Exercise description = Render each line of the material below as one string in a JSON list, omitting blank lines and the pictures.

Data provided =
________________
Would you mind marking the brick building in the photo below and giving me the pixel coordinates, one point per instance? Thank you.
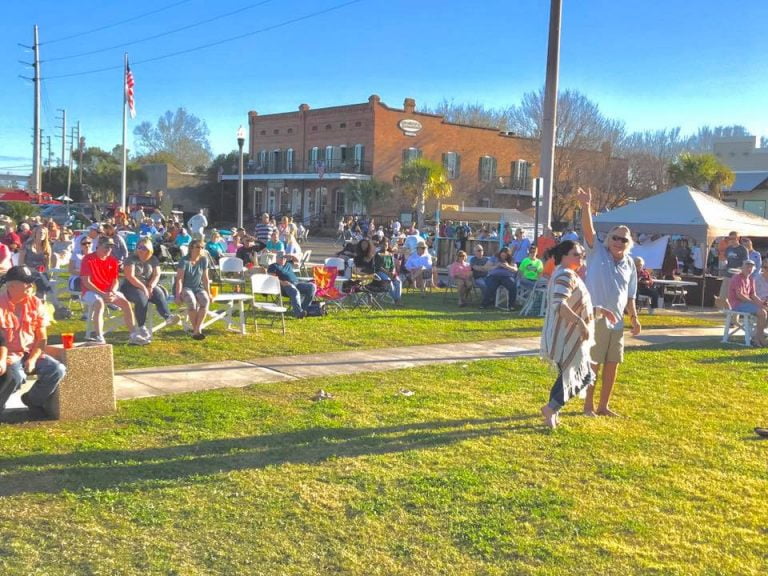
(300, 161)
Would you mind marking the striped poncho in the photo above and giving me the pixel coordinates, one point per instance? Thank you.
(561, 340)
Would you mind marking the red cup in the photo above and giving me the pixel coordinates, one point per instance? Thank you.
(68, 340)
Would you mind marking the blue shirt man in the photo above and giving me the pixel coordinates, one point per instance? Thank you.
(300, 294)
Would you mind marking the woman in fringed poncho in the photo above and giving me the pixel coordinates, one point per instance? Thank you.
(568, 330)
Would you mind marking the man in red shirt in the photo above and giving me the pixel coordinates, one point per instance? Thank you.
(100, 278)
(23, 337)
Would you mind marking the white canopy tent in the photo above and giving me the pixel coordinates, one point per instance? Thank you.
(685, 211)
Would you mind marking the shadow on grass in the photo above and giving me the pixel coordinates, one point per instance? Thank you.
(106, 469)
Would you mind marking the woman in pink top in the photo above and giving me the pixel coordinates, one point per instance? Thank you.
(461, 273)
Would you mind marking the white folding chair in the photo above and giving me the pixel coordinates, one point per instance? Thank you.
(269, 286)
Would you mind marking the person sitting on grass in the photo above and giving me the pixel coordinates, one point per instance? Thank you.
(743, 298)
(23, 337)
(193, 287)
(300, 294)
(142, 275)
(99, 279)
(504, 273)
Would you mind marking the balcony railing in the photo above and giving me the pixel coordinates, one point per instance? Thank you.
(316, 168)
(512, 183)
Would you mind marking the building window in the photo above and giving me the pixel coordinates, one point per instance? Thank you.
(521, 175)
(276, 163)
(410, 154)
(452, 164)
(359, 158)
(314, 156)
(487, 171)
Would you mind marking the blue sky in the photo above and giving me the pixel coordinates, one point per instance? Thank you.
(652, 64)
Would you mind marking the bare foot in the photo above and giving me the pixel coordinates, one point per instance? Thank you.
(550, 416)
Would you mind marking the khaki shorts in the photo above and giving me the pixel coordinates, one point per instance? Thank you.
(609, 344)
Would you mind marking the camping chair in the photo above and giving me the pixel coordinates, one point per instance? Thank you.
(269, 287)
(536, 303)
(235, 268)
(325, 280)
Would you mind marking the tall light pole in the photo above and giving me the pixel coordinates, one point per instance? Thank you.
(240, 142)
(549, 124)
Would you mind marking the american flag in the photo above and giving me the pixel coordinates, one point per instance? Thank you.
(129, 90)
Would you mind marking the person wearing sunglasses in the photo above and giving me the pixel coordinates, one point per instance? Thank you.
(611, 279)
(141, 286)
(568, 332)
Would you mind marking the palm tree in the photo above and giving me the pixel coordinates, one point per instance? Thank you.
(703, 171)
(421, 180)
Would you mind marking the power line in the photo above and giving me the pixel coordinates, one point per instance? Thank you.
(106, 27)
(161, 35)
(211, 44)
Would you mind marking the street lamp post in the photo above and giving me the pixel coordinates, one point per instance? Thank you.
(240, 142)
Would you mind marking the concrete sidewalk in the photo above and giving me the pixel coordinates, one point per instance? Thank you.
(145, 382)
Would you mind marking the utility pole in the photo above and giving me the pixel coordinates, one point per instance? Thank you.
(80, 146)
(50, 158)
(36, 172)
(549, 124)
(63, 135)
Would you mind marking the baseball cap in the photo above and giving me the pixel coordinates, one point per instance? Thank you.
(20, 274)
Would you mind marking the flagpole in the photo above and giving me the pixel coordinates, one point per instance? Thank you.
(123, 178)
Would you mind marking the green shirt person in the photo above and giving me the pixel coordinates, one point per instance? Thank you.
(531, 267)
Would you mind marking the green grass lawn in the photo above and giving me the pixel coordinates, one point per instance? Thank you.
(429, 320)
(460, 478)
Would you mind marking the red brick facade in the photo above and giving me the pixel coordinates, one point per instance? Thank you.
(369, 140)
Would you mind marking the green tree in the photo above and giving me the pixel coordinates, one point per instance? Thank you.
(702, 171)
(421, 180)
(181, 135)
(365, 192)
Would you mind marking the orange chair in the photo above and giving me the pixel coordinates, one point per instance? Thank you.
(325, 280)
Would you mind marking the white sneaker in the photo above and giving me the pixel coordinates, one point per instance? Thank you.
(138, 340)
(172, 319)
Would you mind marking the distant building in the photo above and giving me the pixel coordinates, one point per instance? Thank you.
(301, 161)
(185, 189)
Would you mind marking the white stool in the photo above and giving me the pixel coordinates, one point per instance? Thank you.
(736, 322)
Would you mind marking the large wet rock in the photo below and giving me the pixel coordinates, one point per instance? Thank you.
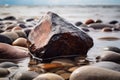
(94, 73)
(100, 25)
(109, 56)
(108, 65)
(8, 65)
(48, 76)
(25, 75)
(54, 37)
(9, 52)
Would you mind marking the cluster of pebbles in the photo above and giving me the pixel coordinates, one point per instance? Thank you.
(14, 35)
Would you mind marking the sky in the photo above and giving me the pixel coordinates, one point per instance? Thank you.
(60, 2)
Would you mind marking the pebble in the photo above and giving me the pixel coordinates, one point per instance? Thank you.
(21, 33)
(3, 72)
(106, 29)
(22, 25)
(8, 64)
(72, 69)
(89, 21)
(113, 22)
(109, 38)
(5, 39)
(16, 28)
(85, 29)
(9, 18)
(25, 75)
(20, 42)
(65, 75)
(109, 56)
(64, 62)
(48, 76)
(78, 23)
(29, 20)
(27, 31)
(94, 73)
(98, 21)
(108, 65)
(100, 25)
(4, 78)
(49, 66)
(12, 35)
(111, 48)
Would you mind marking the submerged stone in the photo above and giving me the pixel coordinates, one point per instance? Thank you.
(25, 75)
(94, 73)
(3, 72)
(54, 37)
(100, 25)
(8, 64)
(48, 76)
(9, 52)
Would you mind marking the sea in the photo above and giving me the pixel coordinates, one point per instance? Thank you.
(73, 14)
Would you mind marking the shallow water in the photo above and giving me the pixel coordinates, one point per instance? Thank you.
(72, 14)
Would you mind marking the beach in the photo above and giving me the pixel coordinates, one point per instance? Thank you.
(27, 17)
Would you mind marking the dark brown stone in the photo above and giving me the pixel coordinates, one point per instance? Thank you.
(100, 25)
(107, 29)
(89, 21)
(9, 52)
(54, 37)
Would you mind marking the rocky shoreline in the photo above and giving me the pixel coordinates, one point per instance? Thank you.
(56, 48)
________________
Correct result =
[
  "Would you mind marking the brick building in the photo below and giving me the pixel coordinates, one point per instance? Thank you.",
  "(300, 161)",
  "Would you mind marking the striped poncho in the photo above and giving me the pixel coordinates, one point per instance? Thank you.",
  "(561, 340)",
  "Would you mind marking the red cup in the photo above and giving me the pixel coordinates, one point per instance? Thank you.",
  "(68, 340)",
  "Would you mind marking the blue shirt man in the photo above and giving me the pixel coordinates, one point per instance? Thank you.",
  "(300, 294)",
  "Would you mind marking the woman in fringed poncho in the photo above and giving me the pixel coordinates, one point per instance? Thank you.",
  "(568, 330)",
  "Would you mind marking the man in red shirt in the photo above and giving me the pixel coordinates, one point per instance? Thank you.",
  "(100, 278)",
  "(23, 337)",
  "Would you mind marking the white canopy tent in the photo above and giving me the pixel coordinates, one point per instance? Thank you.",
  "(685, 211)",
  "Would you mind marking the shadow on grass in the photo above and giving me the pixel coordinates, one point per instance? Thank you.",
  "(106, 469)",
  "Would you mind marking the woman in pink top in the photo above and giving me the pixel coordinates, one point per instance? Thank you.",
  "(461, 273)",
  "Would you mind marking the white folding chair in the photo above and giving me the pixel coordinates, one point per instance? Thank you.",
  "(269, 286)",
  "Would you mind marking the person sitting on grass in the photo above and giving me the pixel coordinates, one point per instance? Thank you.",
  "(743, 298)",
  "(23, 337)",
  "(193, 287)",
  "(300, 294)",
  "(142, 275)",
  "(99, 279)",
  "(504, 273)",
  "Would you mind marking the balcony railing in the photo above and giving me the pixel coordinates, one point per instance? Thank you.",
  "(316, 168)",
  "(512, 183)",
  "Would you mind marking the building window in the photo above and giving me the pixel coordinates, one point per instance? Thank you.",
  "(521, 175)",
  "(276, 163)",
  "(410, 154)",
  "(452, 164)",
  "(359, 158)",
  "(314, 156)",
  "(487, 171)",
  "Would you mind marking the blue sky in the photo above and giving me the pixel coordinates, one point per instance? Thank you.",
  "(652, 64)",
  "Would you mind marking the bare foot in the photo above and giving me the pixel coordinates, one point per instance? Thank you.",
  "(550, 416)",
  "Would you mind marking the khaki shorts in the photo above and giving me the pixel coordinates, one point per instance? Thank you.",
  "(609, 344)",
  "Would you mind marking the camping chair in the photo above and giving me the pixel coordinates, one point per instance? Thank you.",
  "(269, 287)",
  "(536, 303)",
  "(235, 268)",
  "(325, 280)",
  "Would you mind marking the tall light pole in the photo above and giving me the pixel coordinates, one point per instance? Thank you.",
  "(240, 142)",
  "(549, 124)",
  "Would you mind marking the american flag in the photo above and giving me the pixel coordinates, one point per instance? Thank you.",
  "(129, 90)",
  "Would you mind marking the person wearing sunglasses in the photo above and giving me the pixel coordinates, one point per instance? Thank you.",
  "(611, 279)",
  "(141, 286)",
  "(568, 332)",
  "Would you mind marking the palm tree in the photo above and giving me the pixel coordinates, one point per instance? Thank you.",
  "(703, 171)",
  "(421, 180)",
  "Would you mind marking the power line in the photo above and giving me the pixel coordinates, one point per instance? Thank you.",
  "(106, 27)",
  "(161, 35)",
  "(211, 44)",
  "Would you mind marking the street lamp post in the photo above and giving me the pixel coordinates, one point per instance? Thank you.",
  "(240, 142)",
  "Would you mind marking the concrete sidewalk in the photo above and giving me the pixel coordinates, one point per instance? Thank you.",
  "(145, 382)",
  "Would you mind marking the utility pole in the photo above and giving me the pixel coordinates, one point per instance? Thank you.",
  "(80, 146)",
  "(50, 158)",
  "(36, 172)",
  "(549, 124)",
  "(63, 135)",
  "Would you mind marking the baseball cap in the photo above and giving me the pixel coordinates, one point per instance? Thank you.",
  "(20, 274)",
  "Would you mind marking the flagpole in the photo above and giving me the pixel coordinates, one point per instance? Thank you.",
  "(123, 178)",
  "Would you mind marking the green shirt person in the photo above and giving me the pixel coordinates, one point per instance? Thank you.",
  "(531, 267)",
  "Would you mind marking the green grass lawn in the photo above and giving me the pixel coordinates, one point per instance? Thank you.",
  "(429, 320)",
  "(460, 478)",
  "Would you mind marking the red brick facade in the photo above and giving me the pixel coordinates, one point per instance? Thank you.",
  "(369, 140)",
  "Would you mind marking the green tree in the photo above and giving me the pixel coordinates, one point per instance? Thank you.",
  "(702, 171)",
  "(421, 180)",
  "(181, 135)",
  "(365, 192)",
  "Would you mind marking the orange chair in the photo above and giving me the pixel coordinates, one point per instance? Thank you.",
  "(325, 280)",
  "Would you mind marking the white sneaker in the photo above and giving me the pixel coordinates, one point per instance? Thank you.",
  "(138, 340)",
  "(172, 319)",
  "Would you mind marking the distant building in the photo above and giving me the pixel coordinates, one point per instance? Thank you.",
  "(301, 161)",
  "(185, 189)",
  "Would you mind marking the white stool in the photo above and giving me the pixel coordinates, one point per instance? Thank you.",
  "(736, 322)",
  "Would you mind marking the large wet rock in the photo below and giving me the pixel coordinates, one point per instance? Thank you.",
  "(94, 73)",
  "(100, 25)",
  "(109, 56)",
  "(108, 65)",
  "(8, 65)",
  "(48, 76)",
  "(25, 75)",
  "(54, 37)",
  "(9, 52)",
  "Would you mind marking the cluster of pebbles in the photo above and giving me the pixel coordinates, one point per instance? Thank you.",
  "(14, 35)",
  "Would you mind marking the sky in the photo above and giving me the pixel coordinates, one point per instance? Thank you.",
  "(60, 2)",
  "Would you mind marking the pebble in the photo above and giving me the pixel coordinates, one point per instance? Thank you.",
  "(21, 33)",
  "(3, 72)",
  "(106, 29)",
  "(22, 25)",
  "(8, 64)",
  "(72, 69)",
  "(89, 21)",
  "(113, 22)",
  "(109, 38)",
  "(5, 39)",
  "(16, 28)",
  "(85, 29)",
  "(9, 18)",
  "(25, 75)",
  "(20, 42)",
  "(65, 75)",
  "(109, 56)",
  "(64, 62)",
  "(48, 76)",
  "(78, 23)",
  "(29, 20)",
  "(27, 31)",
  "(94, 73)",
  "(98, 21)",
  "(108, 65)",
  "(100, 25)",
  "(4, 78)",
  "(49, 66)",
  "(12, 35)",
  "(111, 48)",
  "Would you mind marking the submerged stone in the photo above and giving me the pixel coordinates, one point per instance? Thank you.",
  "(25, 75)",
  "(94, 73)",
  "(3, 72)",
  "(54, 37)",
  "(100, 25)",
  "(8, 64)",
  "(48, 76)",
  "(9, 52)",
  "Would you mind marking the sea in the photo above and giving me the pixel coordinates, one point per instance? Thank you.",
  "(73, 14)",
  "Would you mind marking the shallow water in the photo above and giving me the pixel coordinates, one point per instance? Thank you.",
  "(72, 14)",
  "Would you mind marking the beach in the photo above and giving me the pixel coordinates, one point per instance? Thank you.",
  "(27, 17)",
  "Would you mind marking the dark brown stone in the photo above and giving me the pixel coordinates, one point per instance? Thank you.",
  "(100, 25)",
  "(107, 29)",
  "(89, 21)",
  "(9, 52)",
  "(54, 37)",
  "Would you mind marking the rocky shoreline in the photo above and giving me the pixel coordinates, one point per instance? Thank you.",
  "(56, 48)"
]